> [OBJECTIVE 1]
Answer these questions from the virtual filesystem interface text:
(a) According to its comment, what does the f_bavail field of struct statfs hold?
(b) Why does vfs_statfs accept a vnode as well as a filesystem identifier?
(c) Which entry do file servers use to obtain an opaque file handle for the current vnode?
> [OBJECTIVE 2]
Decide whether each statement agrees with the virtual filesystem interface text. Answer yes or no and quote the words that settle it.
(a) NFS allows remotely-mounted file trees to span physical filesystems on the server.
(b) The fsid_t type is declared as an array of two long values.
(c) A vnode can be relocated from its file handle only while the vnode stays in memory.
> [OBJECTIVE 3] Pick up the virtual filesystem interface text where it stops, and carry it on from there.

> [DOCUMENT EXTRACT]
****************************************

The operations supported by the filesystem-specific layer
on an individual filesystem are:

/*
 * Operations supported on virtual file system.
 */
struct vfsops {
! int (*vfs_mount)( /* vfs, path, data, datalen */ );
! int (*vfs_unmount)( /* vfs, forcibly */ );
+ int (*vfs_mountroot)();
 int (*vfs_root)( /* vfs, vpp */ );
! int (*vfs_statfs)( /* vfs, vp, sbp */ );
! int (*vfs_sync)( /* vfs, waitfor */ );
+ int (*vfs_fhtovp)( /* vfs, fhp, vpp */ );
+ int (*vfs_vptofh)( /* vp, fhp */ );
};


The vfs_statfs entry returns a structure of the form:

/*
 * file system statistics
 */
struct statfs {
! short f_type; /* type of filesystem */
+ short f_flags; /* copy of vfs (mount) flags */
! long f_fsize; /* fundamental file system block size */
+ long f_bsize; /* optimal transfer block size */
 long f_blocks; /* total data blocks in file system */
 long f_bfree; /* free blocks in fs */
 long f_bavail; /* free blocks avail to non-superuser */
 long f_files; /* total file nodes in file system */
 long f_ffree; /* free file nodes in fs */
 fsid_t f_fsid; /* file system id */
+ char *f_mntonname; /* directory on which mounted */
+ char *f_mntfromname; /* mounted filesystem */
 long f_spare[7]; /* spare for later */
};

typedef long fsid_t[2]; /* file system id type */


The modifications to Sun's interface at this level are minor.
Additional arguments are present for the vfs_mount and vfs_umount
entries.
vfs_statfs accepts a vnode as well as filesystem identifier,
as the information may not be uniform throughout a filesystem.
For example,
if a client may mount a file tree that spans multiple physical
filesystems on a server, different sections may have different amounts
of free space.
(NFS does not allow remotely-mounted file trees to span physical filesystems
on the server.)
The final additions are the entries that support file handles.
vfs_vptofh is provided for the use of file servers,
which need to obtain an opaque
file handle to represent the current vnode for transmission to clients.
This file handle may later be used to relocate the vnode using vfs_fhtovp
without requiring the vnode to remain in memory.

Finally, the external form of a filesystem object, the vnode, is:

/*
 * vnode types. VNON means no type.

****************************************

(Records drawn from a collection)
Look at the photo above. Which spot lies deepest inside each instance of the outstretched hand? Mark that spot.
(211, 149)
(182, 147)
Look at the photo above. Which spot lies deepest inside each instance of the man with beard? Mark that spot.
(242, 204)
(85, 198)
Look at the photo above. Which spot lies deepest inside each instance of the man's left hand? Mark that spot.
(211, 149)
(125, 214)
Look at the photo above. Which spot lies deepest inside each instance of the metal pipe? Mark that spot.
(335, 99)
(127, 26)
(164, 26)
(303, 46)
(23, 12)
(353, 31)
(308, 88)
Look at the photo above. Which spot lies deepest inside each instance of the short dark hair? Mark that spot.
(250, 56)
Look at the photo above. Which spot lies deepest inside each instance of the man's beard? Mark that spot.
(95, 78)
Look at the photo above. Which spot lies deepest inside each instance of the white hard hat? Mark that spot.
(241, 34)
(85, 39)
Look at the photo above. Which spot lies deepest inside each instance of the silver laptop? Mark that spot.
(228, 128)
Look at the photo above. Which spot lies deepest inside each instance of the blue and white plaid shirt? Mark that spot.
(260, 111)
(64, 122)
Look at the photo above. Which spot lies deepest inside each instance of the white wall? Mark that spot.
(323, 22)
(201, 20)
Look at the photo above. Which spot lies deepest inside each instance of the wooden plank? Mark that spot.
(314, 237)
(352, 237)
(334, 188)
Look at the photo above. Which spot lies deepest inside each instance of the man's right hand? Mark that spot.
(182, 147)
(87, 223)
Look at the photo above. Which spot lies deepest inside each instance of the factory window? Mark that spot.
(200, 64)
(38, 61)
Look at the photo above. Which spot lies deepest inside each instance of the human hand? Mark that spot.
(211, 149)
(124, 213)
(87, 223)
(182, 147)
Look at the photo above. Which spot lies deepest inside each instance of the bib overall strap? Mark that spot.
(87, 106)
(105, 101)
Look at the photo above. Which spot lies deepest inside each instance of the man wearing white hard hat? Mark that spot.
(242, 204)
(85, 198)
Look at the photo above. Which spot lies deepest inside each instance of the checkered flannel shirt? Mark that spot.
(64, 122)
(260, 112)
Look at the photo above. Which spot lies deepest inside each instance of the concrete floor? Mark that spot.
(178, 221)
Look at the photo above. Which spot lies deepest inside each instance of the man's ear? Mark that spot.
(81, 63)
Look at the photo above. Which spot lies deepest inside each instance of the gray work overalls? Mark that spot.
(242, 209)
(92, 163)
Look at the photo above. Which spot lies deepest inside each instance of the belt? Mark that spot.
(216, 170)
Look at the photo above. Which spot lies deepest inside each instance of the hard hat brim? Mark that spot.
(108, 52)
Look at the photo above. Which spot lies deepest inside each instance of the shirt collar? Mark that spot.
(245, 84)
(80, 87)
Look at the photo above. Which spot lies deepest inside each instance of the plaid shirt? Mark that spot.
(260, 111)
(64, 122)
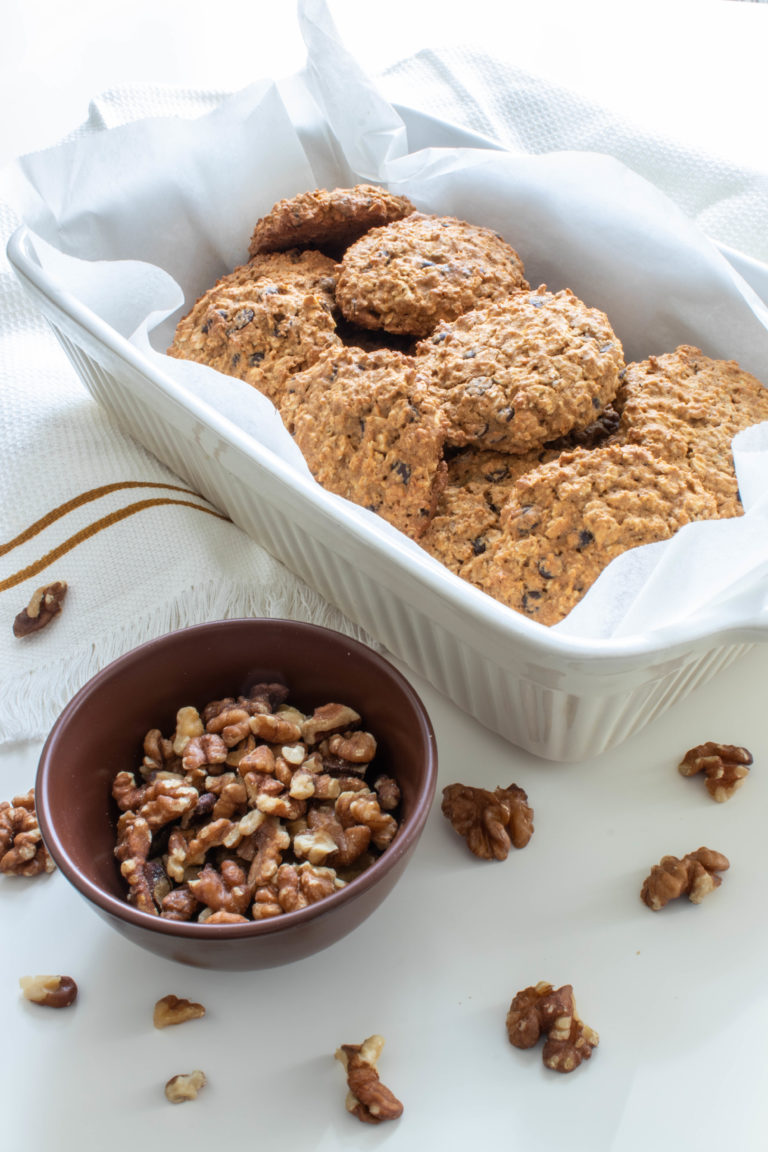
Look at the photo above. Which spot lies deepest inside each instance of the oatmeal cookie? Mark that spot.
(522, 371)
(370, 432)
(687, 408)
(327, 219)
(567, 520)
(479, 484)
(259, 328)
(408, 275)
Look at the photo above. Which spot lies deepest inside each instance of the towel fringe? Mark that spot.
(32, 702)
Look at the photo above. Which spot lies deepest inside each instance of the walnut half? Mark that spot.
(367, 1098)
(542, 1010)
(693, 876)
(724, 766)
(44, 605)
(491, 821)
(185, 1086)
(173, 1009)
(50, 991)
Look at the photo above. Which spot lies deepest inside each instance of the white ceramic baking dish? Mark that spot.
(553, 695)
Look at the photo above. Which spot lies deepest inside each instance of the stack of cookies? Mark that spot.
(497, 425)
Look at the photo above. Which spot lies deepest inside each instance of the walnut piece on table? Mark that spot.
(44, 605)
(491, 821)
(185, 1086)
(367, 1098)
(173, 1009)
(50, 991)
(250, 809)
(22, 851)
(724, 766)
(544, 1010)
(694, 876)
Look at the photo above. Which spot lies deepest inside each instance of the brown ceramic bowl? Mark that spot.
(101, 732)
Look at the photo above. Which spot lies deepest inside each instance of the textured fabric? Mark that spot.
(82, 502)
(141, 552)
(492, 97)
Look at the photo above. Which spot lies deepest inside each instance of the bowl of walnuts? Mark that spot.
(238, 794)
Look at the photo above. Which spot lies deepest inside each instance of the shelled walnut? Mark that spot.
(44, 605)
(724, 766)
(367, 1098)
(544, 1010)
(251, 809)
(693, 876)
(491, 821)
(22, 851)
(172, 1009)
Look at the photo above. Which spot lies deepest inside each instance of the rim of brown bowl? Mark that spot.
(113, 673)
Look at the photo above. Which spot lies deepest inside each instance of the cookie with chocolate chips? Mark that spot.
(687, 408)
(567, 520)
(519, 372)
(329, 219)
(409, 275)
(264, 321)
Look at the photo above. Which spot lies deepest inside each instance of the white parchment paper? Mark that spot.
(137, 221)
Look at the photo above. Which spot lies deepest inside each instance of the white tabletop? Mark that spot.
(678, 997)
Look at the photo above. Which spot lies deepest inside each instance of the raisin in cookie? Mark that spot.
(523, 371)
(408, 275)
(326, 219)
(687, 408)
(261, 330)
(567, 520)
(370, 432)
(477, 487)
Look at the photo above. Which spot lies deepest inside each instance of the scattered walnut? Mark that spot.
(541, 1009)
(367, 1098)
(173, 1009)
(491, 821)
(185, 1086)
(50, 991)
(22, 851)
(694, 876)
(44, 605)
(724, 766)
(250, 808)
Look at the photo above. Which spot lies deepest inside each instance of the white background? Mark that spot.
(678, 997)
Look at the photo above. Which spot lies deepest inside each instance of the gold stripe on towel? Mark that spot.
(93, 529)
(78, 501)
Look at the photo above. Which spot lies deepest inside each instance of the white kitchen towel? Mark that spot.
(82, 502)
(141, 552)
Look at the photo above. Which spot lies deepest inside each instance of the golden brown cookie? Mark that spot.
(567, 520)
(477, 487)
(408, 275)
(687, 408)
(370, 431)
(259, 328)
(523, 371)
(326, 219)
(479, 484)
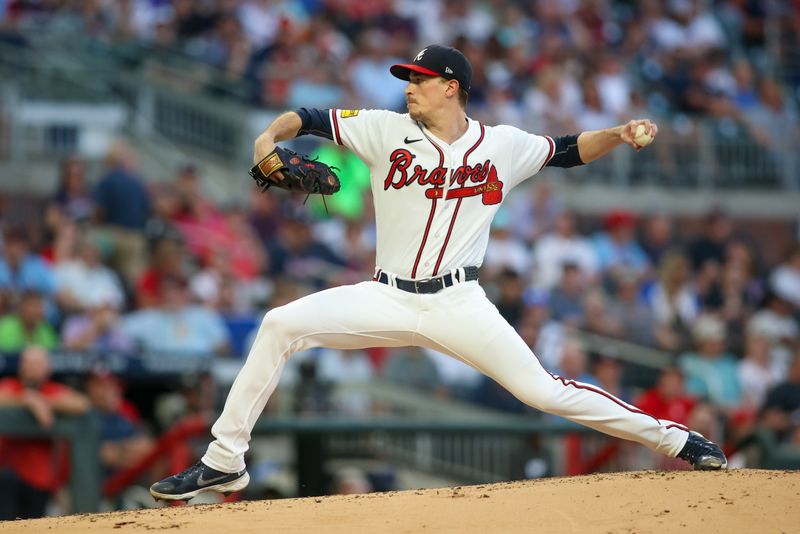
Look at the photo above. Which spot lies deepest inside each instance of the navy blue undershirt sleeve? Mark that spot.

****************************************

> [WRITTEN RESPONSE 1]
(a) Free blocks available to non-superuser.
(b) The information may not be uniform throughout a filesystem.
(c) vfs_vptofh.

> [WRITTEN RESPONSE 2]
(a) No: "NFS does not allow remotely-mounted file trees to span physical filesystems on the server."
(b) Yes: "typedef long fsid_t[2]; /* file system id type */"
(c) No: "This file handle may later be used to relocate the vnode using vfs_fhtovp without requiring the vnode to remain in memory."

> [WRITTEN RESPONSE 3]
 */
enum vtype { VNON, VREG, VDIR, VBLK, VCHR, VLNK, VSOCK };

struct vnode {
 u_short v_flag; /* vnode flags (see below) */
 u_short v_count; /* reference count */
 u_short v_shlockc; /* count of shared locks */
 u_short v_exlockc; /* count of exclusive locks */
 struct vfs *v_vfsmountedhere; /* ptr to vfs mounted here */
 struct vfs *v_vfsp; /* ptr to vfs we are in */
 struct vnodeops *v_op; /* vnode operations */
+ struct text *v_text; /* text/mapped region */
 enum vtype v_type; /* vnode type */
 caddr_t v_data; /* private data for fs */
};


/*
 * vnode flags.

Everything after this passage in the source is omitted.